» Data to process
..........

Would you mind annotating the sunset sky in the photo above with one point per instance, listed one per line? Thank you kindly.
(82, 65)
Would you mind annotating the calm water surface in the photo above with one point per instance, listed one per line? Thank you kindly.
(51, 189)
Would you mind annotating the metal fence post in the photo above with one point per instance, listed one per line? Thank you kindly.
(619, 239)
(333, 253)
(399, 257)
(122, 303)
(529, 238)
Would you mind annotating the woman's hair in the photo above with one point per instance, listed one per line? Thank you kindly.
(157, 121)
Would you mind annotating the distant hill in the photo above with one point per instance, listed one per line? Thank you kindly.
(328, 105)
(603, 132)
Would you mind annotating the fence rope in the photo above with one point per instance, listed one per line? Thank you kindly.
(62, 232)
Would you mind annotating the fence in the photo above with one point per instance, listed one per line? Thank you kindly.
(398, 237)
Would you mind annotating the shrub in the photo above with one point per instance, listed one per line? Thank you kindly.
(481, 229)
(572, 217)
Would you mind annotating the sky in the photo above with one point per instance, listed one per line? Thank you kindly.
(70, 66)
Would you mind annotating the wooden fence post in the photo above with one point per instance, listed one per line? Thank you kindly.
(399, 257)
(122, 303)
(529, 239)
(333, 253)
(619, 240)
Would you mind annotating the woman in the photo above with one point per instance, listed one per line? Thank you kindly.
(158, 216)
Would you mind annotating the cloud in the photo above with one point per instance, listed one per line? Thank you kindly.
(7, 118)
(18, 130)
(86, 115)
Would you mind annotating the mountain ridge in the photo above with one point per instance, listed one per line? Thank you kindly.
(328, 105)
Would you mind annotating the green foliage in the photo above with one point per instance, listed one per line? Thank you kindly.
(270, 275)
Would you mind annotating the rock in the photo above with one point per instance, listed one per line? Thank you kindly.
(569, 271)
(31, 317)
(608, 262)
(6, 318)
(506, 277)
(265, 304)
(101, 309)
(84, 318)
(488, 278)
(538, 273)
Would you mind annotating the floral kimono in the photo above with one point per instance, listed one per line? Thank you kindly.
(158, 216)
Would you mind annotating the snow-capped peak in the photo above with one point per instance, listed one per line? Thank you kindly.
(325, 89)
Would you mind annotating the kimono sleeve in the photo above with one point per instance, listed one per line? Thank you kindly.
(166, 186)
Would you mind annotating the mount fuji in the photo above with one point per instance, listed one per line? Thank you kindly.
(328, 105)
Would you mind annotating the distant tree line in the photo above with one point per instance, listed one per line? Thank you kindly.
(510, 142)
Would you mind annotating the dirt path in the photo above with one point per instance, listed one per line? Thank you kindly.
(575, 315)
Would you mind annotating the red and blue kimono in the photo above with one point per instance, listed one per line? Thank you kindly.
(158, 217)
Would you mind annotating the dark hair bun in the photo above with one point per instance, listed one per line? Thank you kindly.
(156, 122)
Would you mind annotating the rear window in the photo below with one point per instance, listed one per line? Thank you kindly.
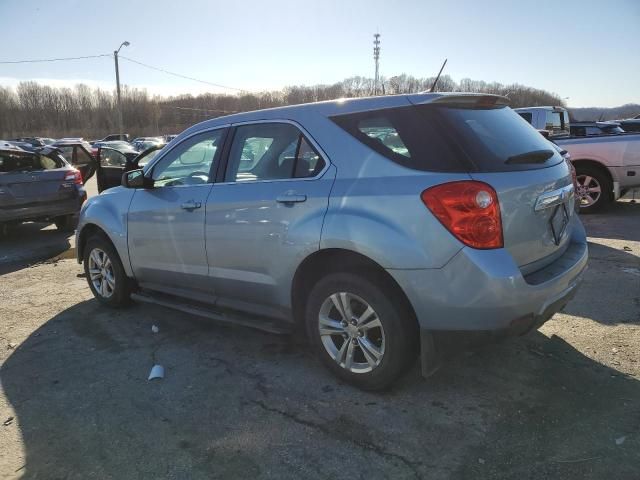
(449, 139)
(557, 122)
(21, 162)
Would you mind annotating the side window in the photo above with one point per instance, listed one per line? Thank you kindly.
(67, 153)
(82, 157)
(271, 151)
(112, 158)
(190, 162)
(381, 130)
(50, 163)
(528, 116)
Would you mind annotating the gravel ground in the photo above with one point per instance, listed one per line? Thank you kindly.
(75, 403)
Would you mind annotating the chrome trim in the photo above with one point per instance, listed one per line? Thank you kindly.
(556, 197)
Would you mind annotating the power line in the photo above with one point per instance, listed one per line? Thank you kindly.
(179, 75)
(55, 59)
(199, 109)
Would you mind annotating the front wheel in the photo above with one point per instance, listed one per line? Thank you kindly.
(105, 273)
(361, 333)
(593, 189)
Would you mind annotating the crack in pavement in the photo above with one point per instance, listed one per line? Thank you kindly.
(363, 444)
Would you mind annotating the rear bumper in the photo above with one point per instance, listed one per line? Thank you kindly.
(36, 211)
(484, 290)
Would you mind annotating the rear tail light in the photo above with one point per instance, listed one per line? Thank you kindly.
(74, 176)
(469, 210)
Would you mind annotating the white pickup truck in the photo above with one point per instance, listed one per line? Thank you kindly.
(607, 166)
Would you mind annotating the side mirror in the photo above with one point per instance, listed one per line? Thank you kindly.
(544, 133)
(136, 179)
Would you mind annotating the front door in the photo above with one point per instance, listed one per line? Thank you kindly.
(166, 222)
(266, 216)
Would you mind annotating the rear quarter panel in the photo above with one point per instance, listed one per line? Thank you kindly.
(108, 211)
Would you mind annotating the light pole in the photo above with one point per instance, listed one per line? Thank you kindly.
(115, 57)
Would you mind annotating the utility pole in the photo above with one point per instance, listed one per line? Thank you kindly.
(376, 57)
(115, 57)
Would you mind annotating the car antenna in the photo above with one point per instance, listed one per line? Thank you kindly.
(435, 82)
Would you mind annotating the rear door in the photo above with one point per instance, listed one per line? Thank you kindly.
(266, 216)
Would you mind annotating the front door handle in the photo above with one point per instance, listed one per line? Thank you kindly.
(190, 205)
(291, 198)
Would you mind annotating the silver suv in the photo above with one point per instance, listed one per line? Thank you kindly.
(374, 223)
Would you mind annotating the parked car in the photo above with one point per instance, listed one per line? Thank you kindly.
(554, 120)
(78, 153)
(632, 125)
(113, 162)
(584, 129)
(38, 186)
(117, 144)
(143, 143)
(115, 136)
(376, 223)
(607, 167)
(36, 141)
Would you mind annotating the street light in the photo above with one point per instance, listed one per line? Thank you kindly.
(115, 57)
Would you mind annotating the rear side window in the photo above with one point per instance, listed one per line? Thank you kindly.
(449, 139)
(20, 162)
(528, 116)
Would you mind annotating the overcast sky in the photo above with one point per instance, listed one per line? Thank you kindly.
(582, 49)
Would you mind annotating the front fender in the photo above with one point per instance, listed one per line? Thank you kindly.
(107, 211)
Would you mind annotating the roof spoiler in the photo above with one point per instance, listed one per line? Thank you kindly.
(463, 100)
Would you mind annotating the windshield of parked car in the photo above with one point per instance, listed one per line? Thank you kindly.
(12, 162)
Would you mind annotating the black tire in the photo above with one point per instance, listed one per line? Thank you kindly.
(119, 295)
(599, 178)
(397, 320)
(66, 223)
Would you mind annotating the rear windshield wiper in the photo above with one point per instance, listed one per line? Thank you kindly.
(536, 156)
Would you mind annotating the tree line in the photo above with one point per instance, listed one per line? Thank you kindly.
(33, 109)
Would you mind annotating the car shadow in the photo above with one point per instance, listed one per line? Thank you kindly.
(32, 242)
(620, 221)
(610, 292)
(237, 403)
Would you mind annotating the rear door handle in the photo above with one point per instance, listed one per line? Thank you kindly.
(190, 205)
(291, 198)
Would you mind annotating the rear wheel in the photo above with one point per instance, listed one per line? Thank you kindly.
(105, 273)
(593, 189)
(361, 333)
(66, 223)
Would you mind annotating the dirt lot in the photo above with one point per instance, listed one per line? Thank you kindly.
(75, 403)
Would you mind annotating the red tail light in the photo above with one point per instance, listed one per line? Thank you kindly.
(469, 210)
(75, 176)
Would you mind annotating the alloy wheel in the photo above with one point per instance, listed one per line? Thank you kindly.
(351, 332)
(588, 190)
(101, 273)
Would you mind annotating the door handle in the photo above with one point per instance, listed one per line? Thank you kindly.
(291, 198)
(190, 205)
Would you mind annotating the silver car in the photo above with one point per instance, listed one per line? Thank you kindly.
(377, 224)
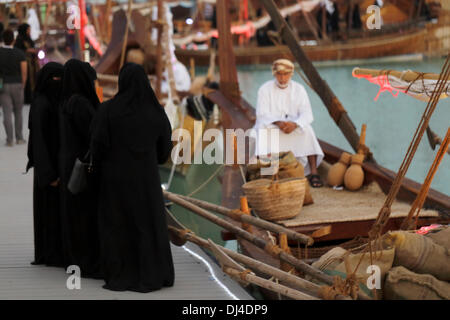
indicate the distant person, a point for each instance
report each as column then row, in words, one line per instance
column 78, row 212
column 131, row 136
column 283, row 105
column 43, row 146
column 13, row 71
column 26, row 44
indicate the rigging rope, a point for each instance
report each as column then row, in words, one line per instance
column 385, row 211
column 421, row 197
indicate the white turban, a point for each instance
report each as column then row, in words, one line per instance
column 282, row 65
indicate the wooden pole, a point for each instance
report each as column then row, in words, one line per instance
column 244, row 218
column 159, row 52
column 229, row 85
column 334, row 106
column 125, row 36
column 267, row 284
column 260, row 267
column 258, row 241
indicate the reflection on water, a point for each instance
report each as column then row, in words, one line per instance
column 391, row 123
column 196, row 176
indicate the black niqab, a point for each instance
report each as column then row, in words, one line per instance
column 43, row 147
column 131, row 135
column 51, row 89
column 79, row 79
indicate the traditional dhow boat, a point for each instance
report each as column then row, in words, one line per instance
column 343, row 218
column 404, row 31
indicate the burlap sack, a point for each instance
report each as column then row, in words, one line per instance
column 404, row 284
column 441, row 237
column 419, row 254
column 334, row 263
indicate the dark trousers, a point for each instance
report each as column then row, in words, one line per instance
column 11, row 99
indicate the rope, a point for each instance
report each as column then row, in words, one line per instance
column 421, row 197
column 244, row 274
column 385, row 211
column 205, row 182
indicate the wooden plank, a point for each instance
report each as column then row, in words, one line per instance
column 21, row 280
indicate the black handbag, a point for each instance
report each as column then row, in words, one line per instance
column 78, row 181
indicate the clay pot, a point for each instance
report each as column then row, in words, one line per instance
column 337, row 171
column 354, row 176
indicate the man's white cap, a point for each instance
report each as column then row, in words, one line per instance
column 282, row 65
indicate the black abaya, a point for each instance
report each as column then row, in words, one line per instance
column 43, row 147
column 78, row 212
column 131, row 135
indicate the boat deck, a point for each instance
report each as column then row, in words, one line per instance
column 20, row 280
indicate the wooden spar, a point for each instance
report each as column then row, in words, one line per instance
column 229, row 85
column 259, row 242
column 159, row 53
column 241, row 274
column 125, row 36
column 260, row 267
column 334, row 106
column 242, row 217
column 267, row 284
column 421, row 196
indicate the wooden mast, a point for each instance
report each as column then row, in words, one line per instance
column 229, row 85
column 334, row 106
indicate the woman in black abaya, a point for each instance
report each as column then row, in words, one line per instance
column 26, row 44
column 131, row 135
column 43, row 145
column 78, row 212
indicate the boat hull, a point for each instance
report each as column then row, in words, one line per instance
column 410, row 42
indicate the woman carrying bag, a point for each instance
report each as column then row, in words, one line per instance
column 131, row 136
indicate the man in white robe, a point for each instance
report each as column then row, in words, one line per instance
column 283, row 113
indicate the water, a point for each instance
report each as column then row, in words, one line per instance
column 391, row 123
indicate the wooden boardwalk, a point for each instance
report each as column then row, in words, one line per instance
column 197, row 277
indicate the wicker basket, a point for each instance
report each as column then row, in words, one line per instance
column 276, row 200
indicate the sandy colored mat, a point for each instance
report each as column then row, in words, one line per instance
column 341, row 206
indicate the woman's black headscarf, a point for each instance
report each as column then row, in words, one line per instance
column 135, row 101
column 79, row 79
column 45, row 84
column 135, row 91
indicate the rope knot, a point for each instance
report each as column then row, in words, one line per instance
column 273, row 249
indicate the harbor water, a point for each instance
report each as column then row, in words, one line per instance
column 391, row 123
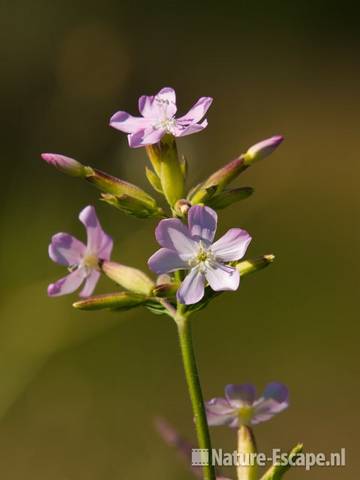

..........

» Task objective
Considering only the data above, return the lines in which "abaya" occurs.

» Response area
indicate the black abaya, a point for each instance
indicate the woman in black abaya, a point for each instance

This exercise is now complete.